_Directions_
Whenever a line of the records below contains the word "blue", copy that line.

_Extracted entries_
[Start of section]

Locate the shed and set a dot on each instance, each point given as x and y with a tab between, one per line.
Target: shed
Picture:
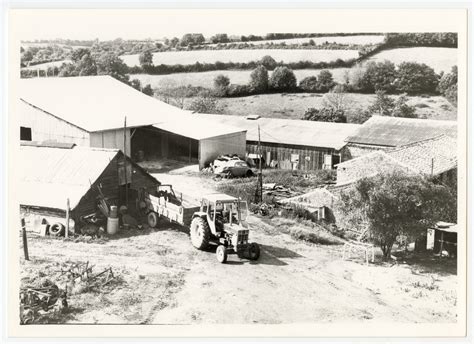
91	111
291	144
436	156
386	132
51	174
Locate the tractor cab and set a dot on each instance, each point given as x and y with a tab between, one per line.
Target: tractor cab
222	220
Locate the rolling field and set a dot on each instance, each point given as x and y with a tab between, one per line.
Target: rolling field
440	59
243	55
356	39
293	106
206	79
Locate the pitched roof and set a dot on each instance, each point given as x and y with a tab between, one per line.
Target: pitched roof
397	131
51	175
290	132
95	103
432	156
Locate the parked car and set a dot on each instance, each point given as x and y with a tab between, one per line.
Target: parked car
232	167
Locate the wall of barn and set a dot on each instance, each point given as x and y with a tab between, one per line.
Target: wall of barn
46	127
111	139
309	158
355	150
112	185
211	148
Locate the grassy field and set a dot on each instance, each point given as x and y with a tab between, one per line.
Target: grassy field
356	39
241	77
440	59
242	55
294	105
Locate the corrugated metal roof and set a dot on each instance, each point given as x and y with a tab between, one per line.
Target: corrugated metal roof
432	156
51	175
396	131
196	127
290	132
95	103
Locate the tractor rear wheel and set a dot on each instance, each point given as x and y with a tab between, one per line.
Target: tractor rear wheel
254	251
200	233
152	219
221	254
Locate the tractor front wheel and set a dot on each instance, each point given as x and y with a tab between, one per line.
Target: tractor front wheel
200	233
254	251
152	219
221	254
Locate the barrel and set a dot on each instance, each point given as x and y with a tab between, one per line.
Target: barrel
113	211
112	225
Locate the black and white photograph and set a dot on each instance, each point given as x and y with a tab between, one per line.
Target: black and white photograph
197	169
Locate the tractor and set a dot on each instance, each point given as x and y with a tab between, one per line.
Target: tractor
221	221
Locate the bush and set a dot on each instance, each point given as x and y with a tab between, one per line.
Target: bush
259	80
415	78
325	115
283	79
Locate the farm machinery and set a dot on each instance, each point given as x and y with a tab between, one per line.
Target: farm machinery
219	220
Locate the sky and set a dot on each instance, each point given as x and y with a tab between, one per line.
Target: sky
106	24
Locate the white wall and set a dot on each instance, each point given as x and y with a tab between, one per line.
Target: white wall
212	147
45	127
111	139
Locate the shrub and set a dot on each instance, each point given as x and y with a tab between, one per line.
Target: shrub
283	79
259	80
415	78
325	115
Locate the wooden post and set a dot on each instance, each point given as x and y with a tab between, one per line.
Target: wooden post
125	159
25	242
66	235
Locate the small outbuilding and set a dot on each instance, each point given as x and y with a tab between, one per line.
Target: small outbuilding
52	174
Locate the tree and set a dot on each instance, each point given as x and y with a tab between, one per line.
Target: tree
221	84
111	64
146	59
382	105
378	76
268	62
394	204
325	115
402	109
448	85
325	81
337	98
416	78
148	90
205	104
259	80
309	84
283	79
385	105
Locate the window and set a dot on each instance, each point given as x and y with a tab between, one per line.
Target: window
25	134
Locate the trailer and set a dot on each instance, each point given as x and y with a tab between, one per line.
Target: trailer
219	220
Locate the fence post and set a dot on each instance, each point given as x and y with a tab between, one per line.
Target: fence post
66	235
25	242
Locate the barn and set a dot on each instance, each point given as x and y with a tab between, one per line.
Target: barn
53	173
436	157
100	111
292	144
386	132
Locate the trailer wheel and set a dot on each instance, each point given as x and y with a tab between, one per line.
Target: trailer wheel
254	251
221	254
56	229
152	219
200	233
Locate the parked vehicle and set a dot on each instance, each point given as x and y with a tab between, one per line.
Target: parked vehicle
232	167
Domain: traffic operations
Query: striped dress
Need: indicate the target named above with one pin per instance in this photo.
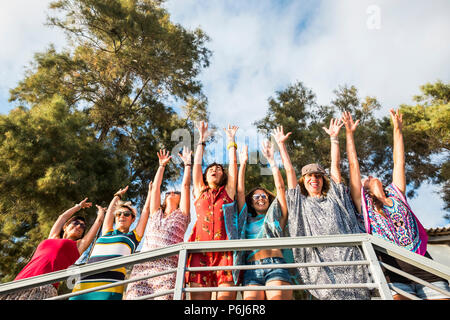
(113, 244)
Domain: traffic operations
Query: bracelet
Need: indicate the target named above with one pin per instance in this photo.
(231, 145)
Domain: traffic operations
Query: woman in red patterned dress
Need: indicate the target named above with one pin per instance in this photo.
(212, 189)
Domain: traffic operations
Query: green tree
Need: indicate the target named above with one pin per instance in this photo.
(426, 133)
(130, 69)
(49, 159)
(296, 109)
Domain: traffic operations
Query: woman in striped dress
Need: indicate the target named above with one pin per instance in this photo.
(112, 244)
(167, 225)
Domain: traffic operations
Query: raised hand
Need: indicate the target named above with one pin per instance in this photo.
(348, 121)
(186, 155)
(279, 135)
(100, 211)
(202, 128)
(164, 157)
(335, 126)
(397, 119)
(121, 192)
(231, 132)
(268, 151)
(243, 154)
(84, 204)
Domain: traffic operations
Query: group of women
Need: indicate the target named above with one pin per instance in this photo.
(314, 204)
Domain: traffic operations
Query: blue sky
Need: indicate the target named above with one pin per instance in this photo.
(261, 46)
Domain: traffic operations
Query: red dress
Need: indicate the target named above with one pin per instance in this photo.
(210, 225)
(51, 255)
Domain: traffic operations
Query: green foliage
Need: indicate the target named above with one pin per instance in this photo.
(50, 159)
(125, 81)
(426, 133)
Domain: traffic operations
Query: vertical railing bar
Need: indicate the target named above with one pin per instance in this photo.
(377, 272)
(179, 282)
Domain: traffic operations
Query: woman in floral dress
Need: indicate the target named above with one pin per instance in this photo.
(166, 226)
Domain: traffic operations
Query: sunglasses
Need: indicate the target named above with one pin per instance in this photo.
(172, 192)
(260, 195)
(78, 223)
(125, 213)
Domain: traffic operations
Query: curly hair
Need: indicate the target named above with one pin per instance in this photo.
(223, 181)
(248, 199)
(325, 187)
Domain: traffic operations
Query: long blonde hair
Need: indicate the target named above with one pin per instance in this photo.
(325, 187)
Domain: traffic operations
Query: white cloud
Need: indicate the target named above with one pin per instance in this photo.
(22, 34)
(262, 46)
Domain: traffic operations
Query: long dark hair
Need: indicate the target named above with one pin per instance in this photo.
(249, 198)
(223, 181)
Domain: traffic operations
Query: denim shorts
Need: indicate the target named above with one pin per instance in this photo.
(262, 276)
(422, 291)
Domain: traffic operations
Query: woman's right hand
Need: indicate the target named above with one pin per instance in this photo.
(243, 155)
(164, 157)
(202, 128)
(279, 135)
(121, 192)
(84, 204)
(186, 156)
(350, 126)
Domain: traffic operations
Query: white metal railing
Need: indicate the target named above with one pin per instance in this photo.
(367, 242)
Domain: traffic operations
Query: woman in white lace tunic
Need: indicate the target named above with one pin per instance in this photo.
(166, 226)
(321, 205)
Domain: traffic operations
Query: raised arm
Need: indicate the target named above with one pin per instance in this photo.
(164, 159)
(63, 217)
(108, 223)
(142, 224)
(333, 131)
(197, 174)
(268, 152)
(232, 167)
(185, 201)
(280, 139)
(398, 173)
(85, 242)
(243, 158)
(355, 174)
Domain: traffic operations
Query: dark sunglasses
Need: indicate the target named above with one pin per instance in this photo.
(125, 213)
(78, 223)
(172, 192)
(260, 195)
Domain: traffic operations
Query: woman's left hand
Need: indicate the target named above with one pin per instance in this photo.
(335, 126)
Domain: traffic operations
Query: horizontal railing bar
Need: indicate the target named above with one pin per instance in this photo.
(403, 293)
(154, 295)
(111, 285)
(414, 278)
(412, 258)
(369, 285)
(200, 246)
(280, 266)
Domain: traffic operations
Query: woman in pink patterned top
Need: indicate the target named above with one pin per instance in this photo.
(166, 226)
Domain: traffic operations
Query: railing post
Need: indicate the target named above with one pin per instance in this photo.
(375, 269)
(179, 282)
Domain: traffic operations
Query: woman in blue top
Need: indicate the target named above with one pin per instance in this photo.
(261, 215)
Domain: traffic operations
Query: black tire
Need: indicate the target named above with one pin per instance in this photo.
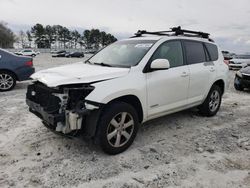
(206, 109)
(11, 78)
(115, 111)
(237, 85)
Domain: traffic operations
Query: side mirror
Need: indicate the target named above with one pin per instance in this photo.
(160, 64)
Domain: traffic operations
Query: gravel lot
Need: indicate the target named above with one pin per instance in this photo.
(179, 150)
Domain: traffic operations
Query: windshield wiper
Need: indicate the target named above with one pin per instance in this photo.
(103, 64)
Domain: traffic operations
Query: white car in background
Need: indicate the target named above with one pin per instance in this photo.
(27, 52)
(129, 82)
(239, 61)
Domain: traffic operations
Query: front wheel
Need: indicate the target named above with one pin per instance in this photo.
(117, 127)
(212, 103)
(7, 81)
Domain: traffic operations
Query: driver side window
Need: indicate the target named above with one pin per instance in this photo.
(172, 51)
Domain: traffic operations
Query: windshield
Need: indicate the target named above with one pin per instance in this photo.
(122, 53)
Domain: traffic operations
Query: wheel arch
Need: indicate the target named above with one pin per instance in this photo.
(133, 101)
(221, 84)
(11, 72)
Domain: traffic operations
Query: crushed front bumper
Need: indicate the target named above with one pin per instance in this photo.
(51, 119)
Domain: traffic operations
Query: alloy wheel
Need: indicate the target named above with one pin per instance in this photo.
(120, 129)
(6, 81)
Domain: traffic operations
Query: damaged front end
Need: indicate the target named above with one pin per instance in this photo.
(64, 108)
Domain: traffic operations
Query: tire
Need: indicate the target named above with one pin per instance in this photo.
(237, 85)
(7, 81)
(212, 103)
(112, 135)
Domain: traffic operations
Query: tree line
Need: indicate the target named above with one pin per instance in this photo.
(55, 36)
(7, 37)
(61, 37)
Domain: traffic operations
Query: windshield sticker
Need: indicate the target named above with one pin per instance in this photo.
(145, 45)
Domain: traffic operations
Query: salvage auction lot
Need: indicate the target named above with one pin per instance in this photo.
(182, 149)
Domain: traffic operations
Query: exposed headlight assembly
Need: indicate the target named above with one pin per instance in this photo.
(238, 73)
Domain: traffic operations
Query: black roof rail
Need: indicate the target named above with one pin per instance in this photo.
(175, 31)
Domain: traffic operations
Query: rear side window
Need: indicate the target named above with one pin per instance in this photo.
(194, 52)
(213, 51)
(172, 51)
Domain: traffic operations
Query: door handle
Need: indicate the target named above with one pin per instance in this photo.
(184, 74)
(212, 69)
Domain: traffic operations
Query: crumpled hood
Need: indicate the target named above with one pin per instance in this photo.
(245, 70)
(239, 61)
(77, 73)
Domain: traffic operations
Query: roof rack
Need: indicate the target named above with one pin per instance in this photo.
(175, 31)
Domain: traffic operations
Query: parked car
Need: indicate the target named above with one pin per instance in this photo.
(13, 68)
(27, 53)
(75, 54)
(242, 79)
(128, 83)
(239, 61)
(91, 51)
(60, 53)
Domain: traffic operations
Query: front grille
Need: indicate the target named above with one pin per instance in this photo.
(42, 95)
(246, 77)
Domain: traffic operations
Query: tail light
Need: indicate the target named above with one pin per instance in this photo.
(29, 64)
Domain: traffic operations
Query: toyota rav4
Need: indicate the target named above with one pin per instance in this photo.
(129, 82)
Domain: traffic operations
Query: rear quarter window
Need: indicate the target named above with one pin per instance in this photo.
(195, 52)
(212, 51)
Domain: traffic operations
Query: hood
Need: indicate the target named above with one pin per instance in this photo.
(77, 73)
(245, 70)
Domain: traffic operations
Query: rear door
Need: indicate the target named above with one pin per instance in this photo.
(167, 89)
(202, 70)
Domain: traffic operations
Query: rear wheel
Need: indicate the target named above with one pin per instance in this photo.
(117, 128)
(7, 81)
(212, 103)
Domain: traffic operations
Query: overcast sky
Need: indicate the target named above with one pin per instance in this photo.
(228, 21)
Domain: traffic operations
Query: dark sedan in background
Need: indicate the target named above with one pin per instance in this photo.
(60, 53)
(242, 79)
(14, 68)
(75, 54)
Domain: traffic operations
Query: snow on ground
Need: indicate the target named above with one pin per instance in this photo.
(178, 150)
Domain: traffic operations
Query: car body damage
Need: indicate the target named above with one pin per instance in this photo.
(127, 83)
(77, 73)
(58, 95)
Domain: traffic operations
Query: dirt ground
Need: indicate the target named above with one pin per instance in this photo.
(178, 150)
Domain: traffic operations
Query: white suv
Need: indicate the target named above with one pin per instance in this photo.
(128, 83)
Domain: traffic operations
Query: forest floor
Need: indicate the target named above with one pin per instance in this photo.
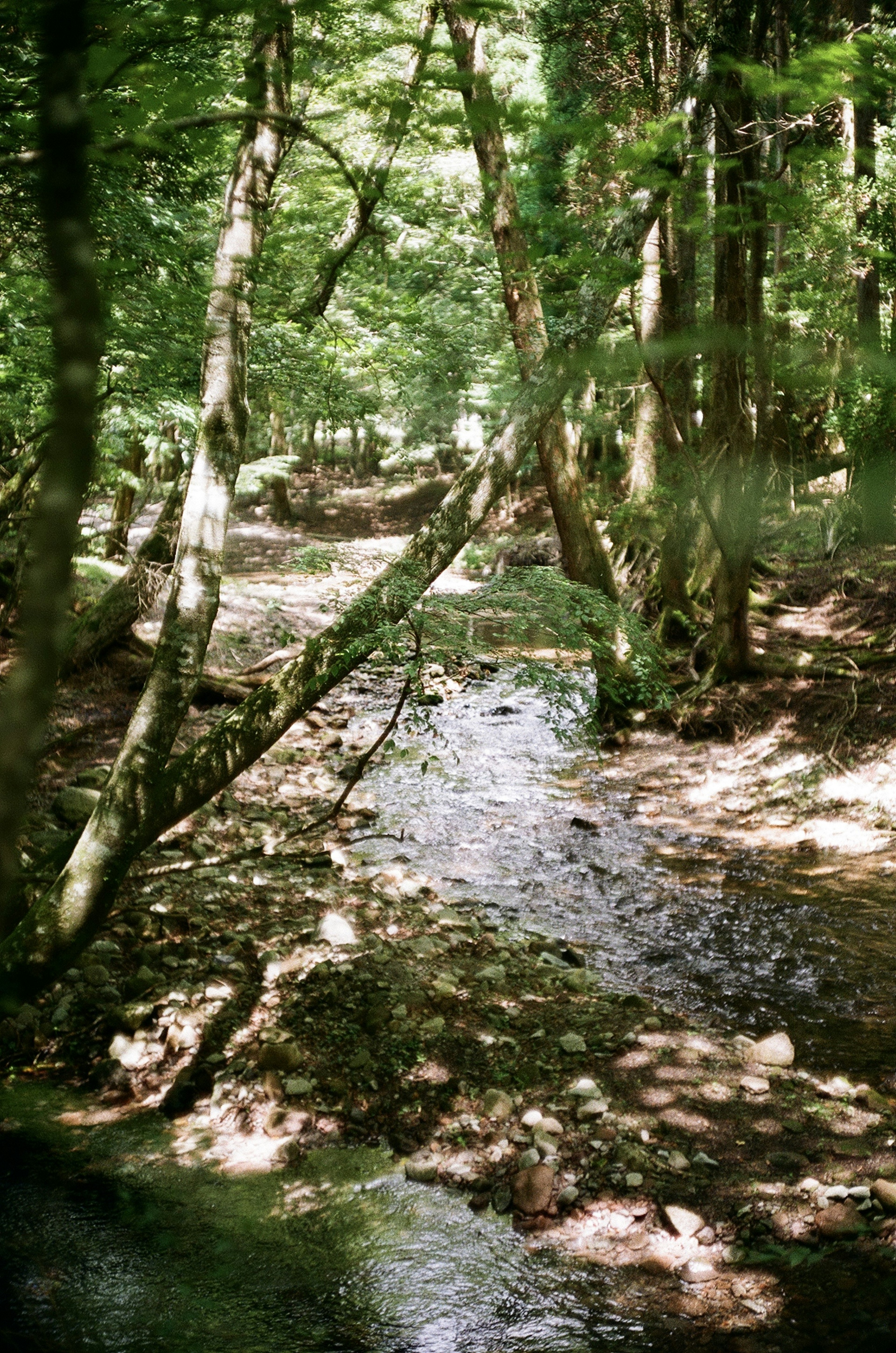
(271, 995)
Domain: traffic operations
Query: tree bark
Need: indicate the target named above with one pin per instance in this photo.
(372, 187)
(68, 454)
(643, 473)
(132, 596)
(583, 553)
(123, 505)
(133, 811)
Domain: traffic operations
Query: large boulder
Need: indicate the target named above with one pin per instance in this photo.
(533, 1188)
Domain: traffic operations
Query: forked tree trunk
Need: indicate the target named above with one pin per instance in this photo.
(132, 596)
(68, 452)
(643, 473)
(372, 187)
(137, 804)
(584, 557)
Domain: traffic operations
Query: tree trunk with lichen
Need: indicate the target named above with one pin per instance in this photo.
(68, 451)
(583, 553)
(145, 796)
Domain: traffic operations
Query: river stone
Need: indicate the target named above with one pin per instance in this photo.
(886, 1194)
(76, 804)
(336, 930)
(755, 1084)
(533, 1188)
(686, 1222)
(838, 1221)
(279, 1057)
(498, 1105)
(696, 1271)
(775, 1050)
(584, 1088)
(592, 1109)
(424, 1171)
(298, 1086)
(286, 1122)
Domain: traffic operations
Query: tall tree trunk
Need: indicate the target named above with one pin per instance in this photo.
(178, 663)
(137, 806)
(649, 419)
(876, 470)
(584, 557)
(123, 504)
(729, 436)
(372, 187)
(68, 452)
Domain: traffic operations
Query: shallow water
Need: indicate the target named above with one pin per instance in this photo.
(348, 1256)
(760, 940)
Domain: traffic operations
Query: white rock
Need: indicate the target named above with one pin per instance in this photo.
(584, 1088)
(336, 930)
(686, 1222)
(775, 1050)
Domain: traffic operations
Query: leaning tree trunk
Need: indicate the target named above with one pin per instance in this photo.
(123, 504)
(129, 797)
(584, 557)
(137, 804)
(68, 452)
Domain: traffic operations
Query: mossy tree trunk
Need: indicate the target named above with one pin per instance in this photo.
(584, 557)
(68, 451)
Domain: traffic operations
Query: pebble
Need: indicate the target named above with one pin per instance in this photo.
(279, 1057)
(298, 1086)
(592, 1109)
(755, 1084)
(498, 1105)
(533, 1188)
(838, 1221)
(424, 1171)
(886, 1194)
(696, 1271)
(336, 930)
(775, 1050)
(686, 1222)
(584, 1088)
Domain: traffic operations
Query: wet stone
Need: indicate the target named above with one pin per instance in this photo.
(533, 1188)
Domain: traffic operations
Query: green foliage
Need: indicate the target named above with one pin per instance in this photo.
(530, 610)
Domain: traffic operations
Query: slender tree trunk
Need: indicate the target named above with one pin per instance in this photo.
(129, 797)
(584, 557)
(643, 473)
(123, 505)
(375, 180)
(68, 454)
(67, 916)
(876, 470)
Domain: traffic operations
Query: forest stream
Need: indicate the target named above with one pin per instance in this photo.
(111, 1247)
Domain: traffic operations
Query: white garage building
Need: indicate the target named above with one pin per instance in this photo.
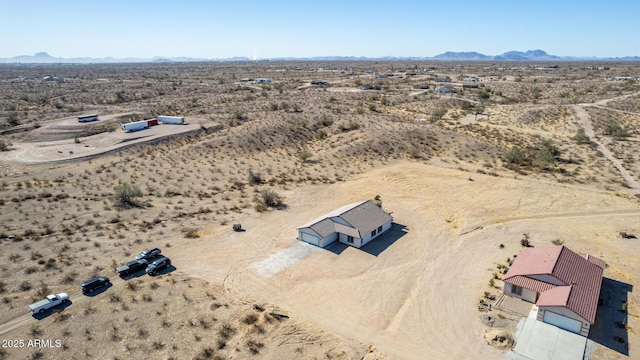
(354, 224)
(563, 284)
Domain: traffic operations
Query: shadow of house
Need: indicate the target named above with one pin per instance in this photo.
(98, 291)
(354, 224)
(610, 328)
(385, 240)
(166, 270)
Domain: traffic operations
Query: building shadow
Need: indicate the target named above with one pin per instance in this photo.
(384, 241)
(166, 270)
(134, 274)
(55, 309)
(337, 247)
(610, 328)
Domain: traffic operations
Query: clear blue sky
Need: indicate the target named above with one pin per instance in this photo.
(226, 28)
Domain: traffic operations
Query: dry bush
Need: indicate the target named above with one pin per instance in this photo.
(191, 233)
(268, 199)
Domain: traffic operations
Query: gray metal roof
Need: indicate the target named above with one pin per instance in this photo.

[End of section]

_Written solution_
Query: blue sky
Query: woman in blue top
Query: clear blue sky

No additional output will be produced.